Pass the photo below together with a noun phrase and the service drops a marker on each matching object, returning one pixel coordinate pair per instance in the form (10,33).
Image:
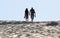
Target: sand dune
(22,29)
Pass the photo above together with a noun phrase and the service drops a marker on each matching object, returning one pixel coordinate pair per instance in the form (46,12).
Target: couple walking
(31,13)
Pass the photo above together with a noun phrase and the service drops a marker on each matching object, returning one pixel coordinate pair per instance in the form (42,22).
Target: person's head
(31,7)
(26,8)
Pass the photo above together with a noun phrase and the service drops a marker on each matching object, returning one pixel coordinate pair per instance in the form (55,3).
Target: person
(33,14)
(26,14)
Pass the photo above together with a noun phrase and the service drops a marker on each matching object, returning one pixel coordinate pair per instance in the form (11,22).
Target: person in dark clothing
(26,14)
(32,11)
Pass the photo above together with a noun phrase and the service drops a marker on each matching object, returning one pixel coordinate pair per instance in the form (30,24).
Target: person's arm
(35,14)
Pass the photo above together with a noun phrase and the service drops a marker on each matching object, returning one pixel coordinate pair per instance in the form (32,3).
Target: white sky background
(46,10)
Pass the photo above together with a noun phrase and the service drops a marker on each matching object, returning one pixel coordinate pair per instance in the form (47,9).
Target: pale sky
(46,10)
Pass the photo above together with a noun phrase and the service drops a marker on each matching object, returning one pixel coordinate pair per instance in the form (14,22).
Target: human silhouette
(33,14)
(26,14)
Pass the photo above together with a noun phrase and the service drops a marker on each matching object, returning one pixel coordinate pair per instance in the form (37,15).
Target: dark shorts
(32,16)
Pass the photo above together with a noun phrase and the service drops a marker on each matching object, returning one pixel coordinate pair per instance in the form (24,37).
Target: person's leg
(32,17)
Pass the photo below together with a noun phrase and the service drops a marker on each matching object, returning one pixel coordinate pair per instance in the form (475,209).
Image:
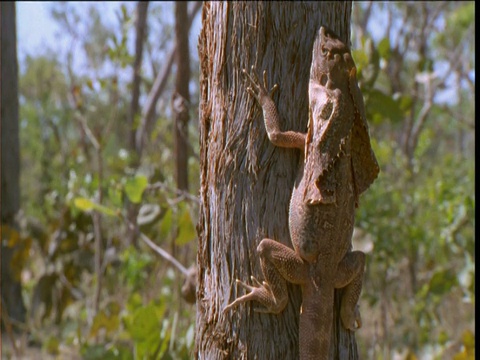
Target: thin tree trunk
(246,182)
(141,23)
(11,290)
(135,148)
(181,97)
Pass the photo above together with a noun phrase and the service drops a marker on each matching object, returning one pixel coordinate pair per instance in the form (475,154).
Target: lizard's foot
(351,318)
(262,293)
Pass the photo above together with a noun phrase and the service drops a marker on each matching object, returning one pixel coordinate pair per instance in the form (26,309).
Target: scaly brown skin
(338,164)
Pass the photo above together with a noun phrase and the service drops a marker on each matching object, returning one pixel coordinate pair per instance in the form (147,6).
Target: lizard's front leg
(288,139)
(279,264)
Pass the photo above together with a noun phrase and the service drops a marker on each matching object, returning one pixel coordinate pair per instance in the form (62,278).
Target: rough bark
(246,182)
(11,291)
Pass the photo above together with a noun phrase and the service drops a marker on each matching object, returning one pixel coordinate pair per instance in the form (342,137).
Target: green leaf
(166,224)
(384,48)
(134,188)
(87,205)
(84,204)
(442,282)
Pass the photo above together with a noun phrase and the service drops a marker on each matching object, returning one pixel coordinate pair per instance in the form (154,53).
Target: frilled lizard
(337,165)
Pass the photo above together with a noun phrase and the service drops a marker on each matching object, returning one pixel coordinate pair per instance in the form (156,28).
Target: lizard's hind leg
(279,265)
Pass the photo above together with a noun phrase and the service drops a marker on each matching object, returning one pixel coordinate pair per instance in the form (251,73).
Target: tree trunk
(134,146)
(246,182)
(11,290)
(181,96)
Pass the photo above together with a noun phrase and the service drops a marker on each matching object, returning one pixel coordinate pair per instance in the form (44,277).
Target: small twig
(8,327)
(181,193)
(157,249)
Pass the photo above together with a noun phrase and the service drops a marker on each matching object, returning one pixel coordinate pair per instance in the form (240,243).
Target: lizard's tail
(316,319)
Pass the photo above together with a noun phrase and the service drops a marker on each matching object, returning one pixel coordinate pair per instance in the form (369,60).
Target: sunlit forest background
(105,240)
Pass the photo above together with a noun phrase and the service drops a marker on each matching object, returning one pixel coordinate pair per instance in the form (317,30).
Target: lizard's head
(332,62)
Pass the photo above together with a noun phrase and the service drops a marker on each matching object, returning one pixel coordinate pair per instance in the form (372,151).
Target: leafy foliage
(92,291)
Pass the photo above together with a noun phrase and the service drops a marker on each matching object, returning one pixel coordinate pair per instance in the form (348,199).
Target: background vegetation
(94,291)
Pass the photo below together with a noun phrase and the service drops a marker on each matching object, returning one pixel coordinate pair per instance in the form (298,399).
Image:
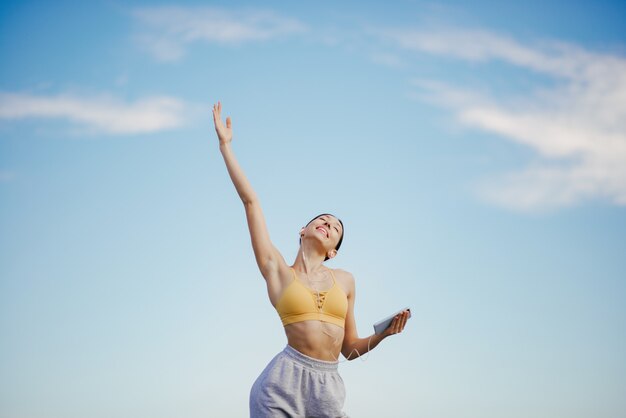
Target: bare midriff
(317,339)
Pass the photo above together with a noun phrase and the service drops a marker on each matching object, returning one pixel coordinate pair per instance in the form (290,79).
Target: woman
(315,304)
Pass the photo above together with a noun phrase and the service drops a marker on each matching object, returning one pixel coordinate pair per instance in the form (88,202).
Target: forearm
(360,346)
(237,176)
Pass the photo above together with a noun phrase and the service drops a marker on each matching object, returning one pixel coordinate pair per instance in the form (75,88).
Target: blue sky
(476,154)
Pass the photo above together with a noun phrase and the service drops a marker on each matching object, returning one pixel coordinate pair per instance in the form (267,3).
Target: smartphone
(383,324)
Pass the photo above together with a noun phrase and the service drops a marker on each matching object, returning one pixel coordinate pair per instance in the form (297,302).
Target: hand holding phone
(383,324)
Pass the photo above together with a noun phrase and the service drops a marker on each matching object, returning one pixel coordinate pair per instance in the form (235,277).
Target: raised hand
(224,133)
(397,325)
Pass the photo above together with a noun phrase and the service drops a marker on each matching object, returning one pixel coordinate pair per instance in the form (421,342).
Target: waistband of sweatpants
(310,362)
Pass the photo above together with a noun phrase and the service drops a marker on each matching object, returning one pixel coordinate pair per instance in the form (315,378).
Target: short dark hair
(342,229)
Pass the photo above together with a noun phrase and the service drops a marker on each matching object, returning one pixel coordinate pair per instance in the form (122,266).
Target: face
(327,229)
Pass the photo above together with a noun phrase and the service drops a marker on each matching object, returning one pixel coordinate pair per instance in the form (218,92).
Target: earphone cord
(335,339)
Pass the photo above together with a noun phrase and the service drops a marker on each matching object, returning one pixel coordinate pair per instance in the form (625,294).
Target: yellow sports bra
(299,303)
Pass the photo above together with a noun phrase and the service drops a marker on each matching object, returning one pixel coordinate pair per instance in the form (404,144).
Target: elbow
(249,201)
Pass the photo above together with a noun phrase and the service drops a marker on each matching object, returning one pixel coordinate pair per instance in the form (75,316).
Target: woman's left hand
(398,323)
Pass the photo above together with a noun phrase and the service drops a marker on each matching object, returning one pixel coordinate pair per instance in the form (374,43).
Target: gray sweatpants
(296,385)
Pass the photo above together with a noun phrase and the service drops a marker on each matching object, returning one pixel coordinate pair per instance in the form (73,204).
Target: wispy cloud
(167,31)
(577,127)
(102,114)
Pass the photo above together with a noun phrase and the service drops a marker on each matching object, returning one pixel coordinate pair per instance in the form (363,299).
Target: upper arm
(350,331)
(268,258)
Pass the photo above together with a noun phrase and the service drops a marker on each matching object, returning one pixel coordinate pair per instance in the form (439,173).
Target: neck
(308,259)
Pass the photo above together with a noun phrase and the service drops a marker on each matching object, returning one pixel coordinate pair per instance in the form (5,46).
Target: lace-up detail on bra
(300,303)
(320,298)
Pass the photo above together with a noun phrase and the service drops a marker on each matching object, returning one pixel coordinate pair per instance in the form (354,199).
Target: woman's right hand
(224,133)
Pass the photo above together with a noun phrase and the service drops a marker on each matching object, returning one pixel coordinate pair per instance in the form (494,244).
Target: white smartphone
(382,325)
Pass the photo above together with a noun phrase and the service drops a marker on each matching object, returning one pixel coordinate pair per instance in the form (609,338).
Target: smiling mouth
(319,228)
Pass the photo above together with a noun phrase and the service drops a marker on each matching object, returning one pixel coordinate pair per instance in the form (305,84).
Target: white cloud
(165,31)
(102,114)
(577,127)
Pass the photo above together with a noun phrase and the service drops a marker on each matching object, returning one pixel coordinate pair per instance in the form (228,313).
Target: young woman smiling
(315,305)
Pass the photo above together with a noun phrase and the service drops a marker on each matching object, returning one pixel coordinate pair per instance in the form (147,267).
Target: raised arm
(267,256)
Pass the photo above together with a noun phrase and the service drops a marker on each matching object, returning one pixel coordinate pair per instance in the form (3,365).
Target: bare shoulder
(345,279)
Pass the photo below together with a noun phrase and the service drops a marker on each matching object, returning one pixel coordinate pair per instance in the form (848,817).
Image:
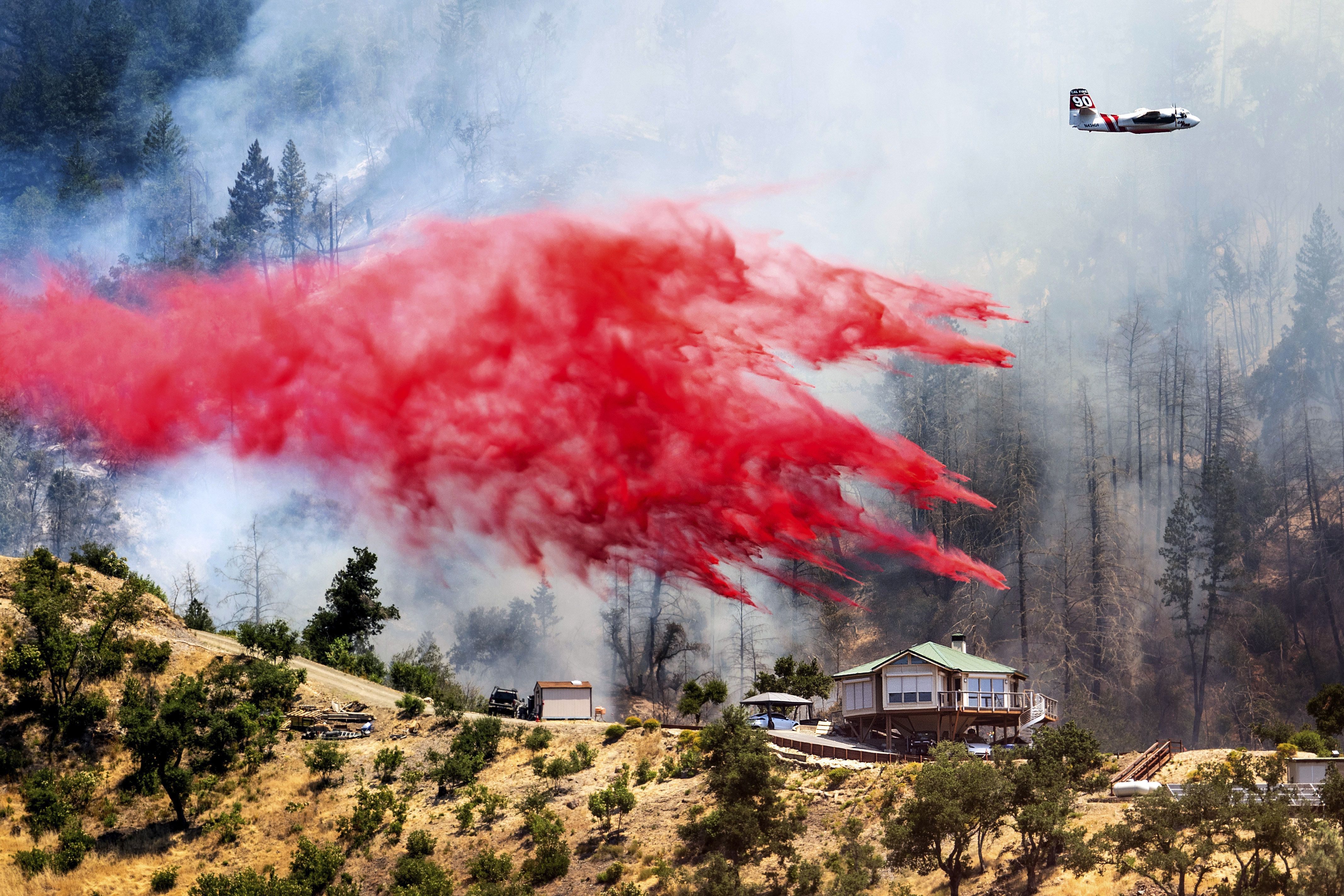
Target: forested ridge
(1165,457)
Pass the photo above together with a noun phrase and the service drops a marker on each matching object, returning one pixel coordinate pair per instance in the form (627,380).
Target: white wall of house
(566,703)
(858,696)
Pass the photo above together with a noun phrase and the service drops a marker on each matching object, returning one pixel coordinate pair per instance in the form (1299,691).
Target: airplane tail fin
(1080,103)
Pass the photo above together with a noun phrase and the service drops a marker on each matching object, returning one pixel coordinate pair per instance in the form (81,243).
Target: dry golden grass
(144,840)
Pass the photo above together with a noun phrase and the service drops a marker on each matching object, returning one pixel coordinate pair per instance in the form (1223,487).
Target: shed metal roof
(939,656)
(564,684)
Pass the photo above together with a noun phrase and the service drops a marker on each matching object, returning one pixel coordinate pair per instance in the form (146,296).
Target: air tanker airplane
(1142,122)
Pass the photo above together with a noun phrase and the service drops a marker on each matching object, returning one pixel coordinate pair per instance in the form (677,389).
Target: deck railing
(1011,702)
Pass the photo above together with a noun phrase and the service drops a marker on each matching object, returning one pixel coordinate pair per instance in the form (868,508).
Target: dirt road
(319,676)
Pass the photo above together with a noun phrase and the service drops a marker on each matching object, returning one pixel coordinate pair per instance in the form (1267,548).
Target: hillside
(283,802)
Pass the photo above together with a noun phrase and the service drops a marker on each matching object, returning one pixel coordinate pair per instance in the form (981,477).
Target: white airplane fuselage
(1142,122)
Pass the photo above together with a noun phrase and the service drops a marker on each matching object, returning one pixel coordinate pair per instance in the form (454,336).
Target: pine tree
(292,194)
(78,180)
(1320,262)
(248,222)
(163,146)
(544,605)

* _What the task requires_:
Repeat exactly the lines starting at the line with "the form (981,477)." and ending with the final line of the entries. Include nothing else.

* _Solution to this exercise_:
Pass the photo above together with a noun phrase and the service drops a marker on each matching object, returning one pixel coordinate pair per instance in the form (981,477).
Target: white airplane fuselage
(1142,122)
Pass the photo above together with a noun phrase and the service drops a marker on each matching object, returning one pixel coordinate pair per instance in the form (454,336).
Target: pine tree
(292,194)
(78,180)
(1320,262)
(248,222)
(163,146)
(544,605)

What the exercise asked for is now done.